Directive ->
Look below for the line with "For every instance of the lake", then repeat it and all lines after it, exactly, minus any pictures.

[Point annotation dataset records]
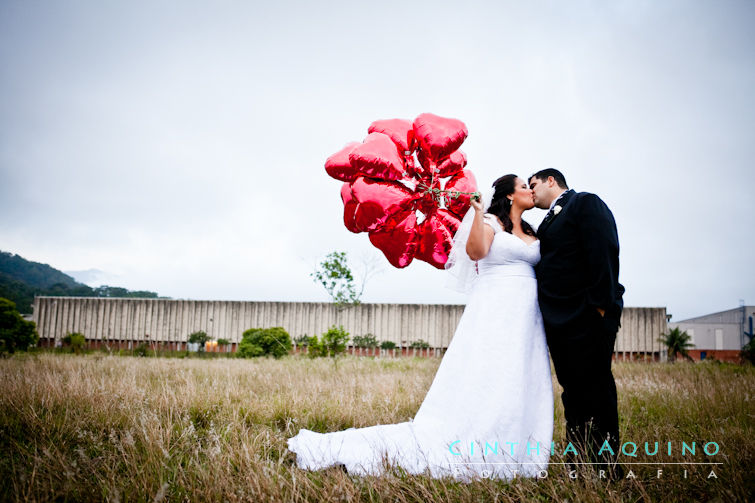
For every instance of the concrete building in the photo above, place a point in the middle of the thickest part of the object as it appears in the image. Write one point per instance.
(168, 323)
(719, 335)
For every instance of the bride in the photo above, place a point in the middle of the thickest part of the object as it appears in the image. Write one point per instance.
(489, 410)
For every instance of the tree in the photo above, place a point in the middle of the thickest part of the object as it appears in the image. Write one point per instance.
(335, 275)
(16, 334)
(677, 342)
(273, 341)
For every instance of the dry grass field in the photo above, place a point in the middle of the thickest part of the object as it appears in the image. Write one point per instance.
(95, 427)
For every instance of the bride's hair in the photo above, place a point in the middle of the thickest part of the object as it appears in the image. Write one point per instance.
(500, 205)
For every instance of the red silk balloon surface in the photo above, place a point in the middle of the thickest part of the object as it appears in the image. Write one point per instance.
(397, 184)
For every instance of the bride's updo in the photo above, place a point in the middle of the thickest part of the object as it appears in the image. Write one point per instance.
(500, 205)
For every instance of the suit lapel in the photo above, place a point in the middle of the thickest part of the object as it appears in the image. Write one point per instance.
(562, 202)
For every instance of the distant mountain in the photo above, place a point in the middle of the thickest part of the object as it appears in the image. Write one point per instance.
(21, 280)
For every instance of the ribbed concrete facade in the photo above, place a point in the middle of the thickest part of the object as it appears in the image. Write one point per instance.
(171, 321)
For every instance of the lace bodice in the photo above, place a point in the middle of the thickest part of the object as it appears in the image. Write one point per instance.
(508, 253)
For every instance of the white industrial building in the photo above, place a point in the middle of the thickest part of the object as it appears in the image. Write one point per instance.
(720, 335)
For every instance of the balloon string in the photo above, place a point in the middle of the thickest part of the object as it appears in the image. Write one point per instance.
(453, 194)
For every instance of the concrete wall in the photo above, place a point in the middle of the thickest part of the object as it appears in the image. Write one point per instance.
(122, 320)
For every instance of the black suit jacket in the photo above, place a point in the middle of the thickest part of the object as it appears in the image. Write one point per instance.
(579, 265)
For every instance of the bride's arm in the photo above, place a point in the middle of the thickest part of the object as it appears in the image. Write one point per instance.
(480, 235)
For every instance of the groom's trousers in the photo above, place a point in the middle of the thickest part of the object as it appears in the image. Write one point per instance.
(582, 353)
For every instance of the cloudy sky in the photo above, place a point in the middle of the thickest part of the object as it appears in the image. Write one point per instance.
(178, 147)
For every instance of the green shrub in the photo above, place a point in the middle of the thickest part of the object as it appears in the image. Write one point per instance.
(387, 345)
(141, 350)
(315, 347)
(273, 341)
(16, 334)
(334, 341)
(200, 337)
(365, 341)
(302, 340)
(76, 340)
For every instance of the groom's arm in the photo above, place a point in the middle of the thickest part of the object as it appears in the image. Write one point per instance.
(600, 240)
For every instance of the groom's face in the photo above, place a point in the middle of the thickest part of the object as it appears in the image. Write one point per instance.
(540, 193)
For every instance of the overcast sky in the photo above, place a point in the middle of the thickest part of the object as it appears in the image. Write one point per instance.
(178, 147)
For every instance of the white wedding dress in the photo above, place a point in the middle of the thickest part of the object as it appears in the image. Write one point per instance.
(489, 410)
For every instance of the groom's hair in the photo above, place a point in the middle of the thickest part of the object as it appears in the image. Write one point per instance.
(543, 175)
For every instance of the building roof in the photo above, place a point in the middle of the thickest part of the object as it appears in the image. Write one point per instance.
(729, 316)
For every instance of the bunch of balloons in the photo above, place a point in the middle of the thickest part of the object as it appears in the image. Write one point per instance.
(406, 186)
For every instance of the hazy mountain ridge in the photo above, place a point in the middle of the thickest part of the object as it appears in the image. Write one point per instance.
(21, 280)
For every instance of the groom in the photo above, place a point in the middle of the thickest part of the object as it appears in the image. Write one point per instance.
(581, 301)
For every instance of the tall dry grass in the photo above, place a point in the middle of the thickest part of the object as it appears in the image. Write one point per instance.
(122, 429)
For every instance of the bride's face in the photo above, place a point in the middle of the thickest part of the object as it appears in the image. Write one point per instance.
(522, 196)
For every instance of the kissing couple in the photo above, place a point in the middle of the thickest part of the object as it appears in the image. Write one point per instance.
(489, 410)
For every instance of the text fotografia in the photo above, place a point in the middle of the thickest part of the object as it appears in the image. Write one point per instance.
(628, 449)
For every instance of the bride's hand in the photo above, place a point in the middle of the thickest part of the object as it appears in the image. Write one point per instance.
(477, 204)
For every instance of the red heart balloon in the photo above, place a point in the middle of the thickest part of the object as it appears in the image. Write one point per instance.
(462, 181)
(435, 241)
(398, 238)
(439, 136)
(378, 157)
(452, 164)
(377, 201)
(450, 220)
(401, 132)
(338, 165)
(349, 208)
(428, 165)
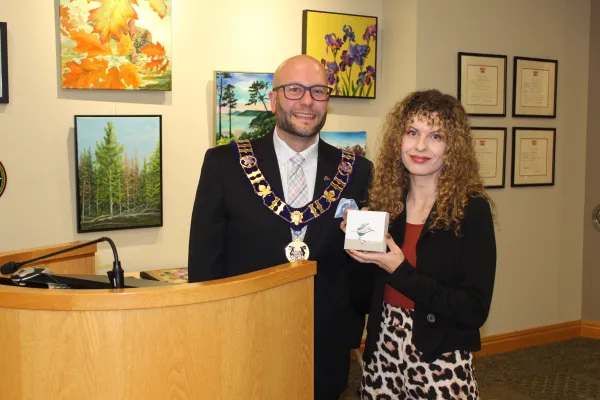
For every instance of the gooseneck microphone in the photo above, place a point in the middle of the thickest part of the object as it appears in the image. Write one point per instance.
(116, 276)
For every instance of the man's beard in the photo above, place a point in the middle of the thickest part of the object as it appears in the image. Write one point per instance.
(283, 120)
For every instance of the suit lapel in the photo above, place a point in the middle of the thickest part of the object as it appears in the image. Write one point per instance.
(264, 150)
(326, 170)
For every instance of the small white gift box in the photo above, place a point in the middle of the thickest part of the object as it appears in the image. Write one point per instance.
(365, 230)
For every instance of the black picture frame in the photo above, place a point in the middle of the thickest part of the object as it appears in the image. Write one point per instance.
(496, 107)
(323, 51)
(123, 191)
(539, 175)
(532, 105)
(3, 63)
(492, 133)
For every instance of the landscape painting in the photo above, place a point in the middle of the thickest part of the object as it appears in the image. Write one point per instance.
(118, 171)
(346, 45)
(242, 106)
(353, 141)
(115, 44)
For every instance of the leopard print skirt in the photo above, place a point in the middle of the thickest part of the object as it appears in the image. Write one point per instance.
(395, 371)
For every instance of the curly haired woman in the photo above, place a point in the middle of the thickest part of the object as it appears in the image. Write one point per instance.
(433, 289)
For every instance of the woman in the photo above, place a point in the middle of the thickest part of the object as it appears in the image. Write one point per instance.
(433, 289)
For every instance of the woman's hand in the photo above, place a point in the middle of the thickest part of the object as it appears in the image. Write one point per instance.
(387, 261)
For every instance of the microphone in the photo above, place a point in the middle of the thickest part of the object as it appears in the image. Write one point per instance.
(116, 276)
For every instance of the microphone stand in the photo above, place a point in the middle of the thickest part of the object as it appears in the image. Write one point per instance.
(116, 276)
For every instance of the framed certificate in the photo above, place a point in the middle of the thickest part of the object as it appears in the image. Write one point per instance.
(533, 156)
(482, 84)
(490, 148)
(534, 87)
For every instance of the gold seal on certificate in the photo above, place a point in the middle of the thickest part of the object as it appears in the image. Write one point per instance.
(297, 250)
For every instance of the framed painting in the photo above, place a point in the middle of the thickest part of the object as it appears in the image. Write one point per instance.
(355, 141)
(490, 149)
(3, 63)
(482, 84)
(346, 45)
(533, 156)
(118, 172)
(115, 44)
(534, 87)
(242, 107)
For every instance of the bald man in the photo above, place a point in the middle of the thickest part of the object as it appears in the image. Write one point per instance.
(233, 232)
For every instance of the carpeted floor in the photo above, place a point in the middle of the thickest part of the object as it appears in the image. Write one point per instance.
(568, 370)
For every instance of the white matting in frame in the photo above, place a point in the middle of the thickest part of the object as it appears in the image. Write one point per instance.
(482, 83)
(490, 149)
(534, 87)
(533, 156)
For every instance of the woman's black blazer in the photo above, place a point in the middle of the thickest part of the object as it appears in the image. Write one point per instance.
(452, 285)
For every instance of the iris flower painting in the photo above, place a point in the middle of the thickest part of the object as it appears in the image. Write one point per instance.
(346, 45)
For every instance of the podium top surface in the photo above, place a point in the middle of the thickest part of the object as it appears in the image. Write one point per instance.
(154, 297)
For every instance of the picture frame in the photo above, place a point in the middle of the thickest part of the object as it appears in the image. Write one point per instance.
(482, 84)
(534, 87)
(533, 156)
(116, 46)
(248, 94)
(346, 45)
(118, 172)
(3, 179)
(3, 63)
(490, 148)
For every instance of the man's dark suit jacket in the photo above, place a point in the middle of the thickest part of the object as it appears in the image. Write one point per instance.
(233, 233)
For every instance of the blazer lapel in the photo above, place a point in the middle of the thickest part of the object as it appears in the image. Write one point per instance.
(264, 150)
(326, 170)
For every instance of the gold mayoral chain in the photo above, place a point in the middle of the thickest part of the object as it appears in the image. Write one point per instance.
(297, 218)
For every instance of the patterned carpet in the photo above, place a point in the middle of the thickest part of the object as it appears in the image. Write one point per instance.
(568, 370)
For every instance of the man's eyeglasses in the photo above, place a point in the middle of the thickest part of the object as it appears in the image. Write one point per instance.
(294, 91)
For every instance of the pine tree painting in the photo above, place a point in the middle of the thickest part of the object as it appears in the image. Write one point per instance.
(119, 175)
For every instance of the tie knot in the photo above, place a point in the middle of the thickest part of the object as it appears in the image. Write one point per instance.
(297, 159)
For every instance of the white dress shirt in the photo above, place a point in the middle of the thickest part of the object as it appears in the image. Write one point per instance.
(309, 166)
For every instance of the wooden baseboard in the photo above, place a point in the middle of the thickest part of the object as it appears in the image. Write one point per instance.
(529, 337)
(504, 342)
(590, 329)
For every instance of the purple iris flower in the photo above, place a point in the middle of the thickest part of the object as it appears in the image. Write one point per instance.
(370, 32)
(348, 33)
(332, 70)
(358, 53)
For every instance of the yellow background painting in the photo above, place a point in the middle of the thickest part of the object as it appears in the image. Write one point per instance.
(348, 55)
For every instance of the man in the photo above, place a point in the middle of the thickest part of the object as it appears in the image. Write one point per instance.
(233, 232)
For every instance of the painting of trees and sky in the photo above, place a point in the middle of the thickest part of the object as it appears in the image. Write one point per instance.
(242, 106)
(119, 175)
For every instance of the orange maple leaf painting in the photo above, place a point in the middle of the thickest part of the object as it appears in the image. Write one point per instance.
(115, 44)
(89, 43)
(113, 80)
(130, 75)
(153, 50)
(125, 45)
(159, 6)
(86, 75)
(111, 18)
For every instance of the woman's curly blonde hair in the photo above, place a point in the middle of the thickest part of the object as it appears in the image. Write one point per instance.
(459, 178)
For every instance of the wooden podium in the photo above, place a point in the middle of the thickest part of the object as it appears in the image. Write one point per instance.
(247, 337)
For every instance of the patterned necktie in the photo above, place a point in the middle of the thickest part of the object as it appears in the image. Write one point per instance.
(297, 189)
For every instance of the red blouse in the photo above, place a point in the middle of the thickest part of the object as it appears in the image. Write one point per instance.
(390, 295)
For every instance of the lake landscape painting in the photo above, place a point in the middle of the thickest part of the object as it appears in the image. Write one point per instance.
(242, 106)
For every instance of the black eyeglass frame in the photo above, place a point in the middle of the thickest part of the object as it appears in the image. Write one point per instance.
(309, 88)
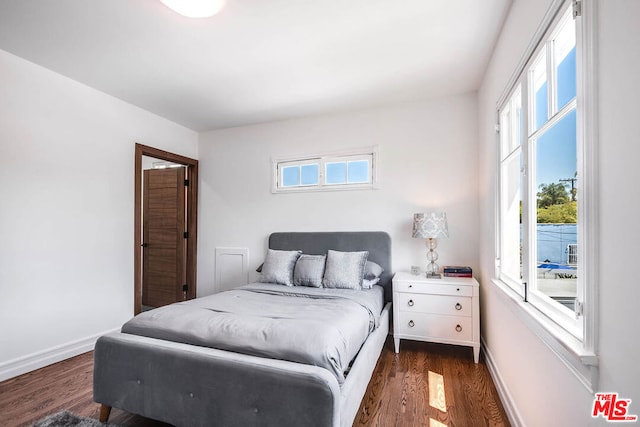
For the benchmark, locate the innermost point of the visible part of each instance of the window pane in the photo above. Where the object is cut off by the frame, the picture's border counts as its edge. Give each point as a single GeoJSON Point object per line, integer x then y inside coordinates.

Task solution ->
For every instance of the lake landscape painting in the photo above, place a point in the middle of the thickest part of the object as it appears in the image. Write one point per instance.
(242, 106)
For every instance of the black eyeglass frame in the photo above, place a point in the middle of the thickest part of the object as it appears in the image. Write one point per instance.
(309, 88)
For the benchmark, locate the innermost point of the visible part of each instance of the window pane in the photo above. Where the object is cut off by the frame, the picture's border counts as its edge. Give each point as a single GeoJSON Point object per line, integer x then y inside coordinates.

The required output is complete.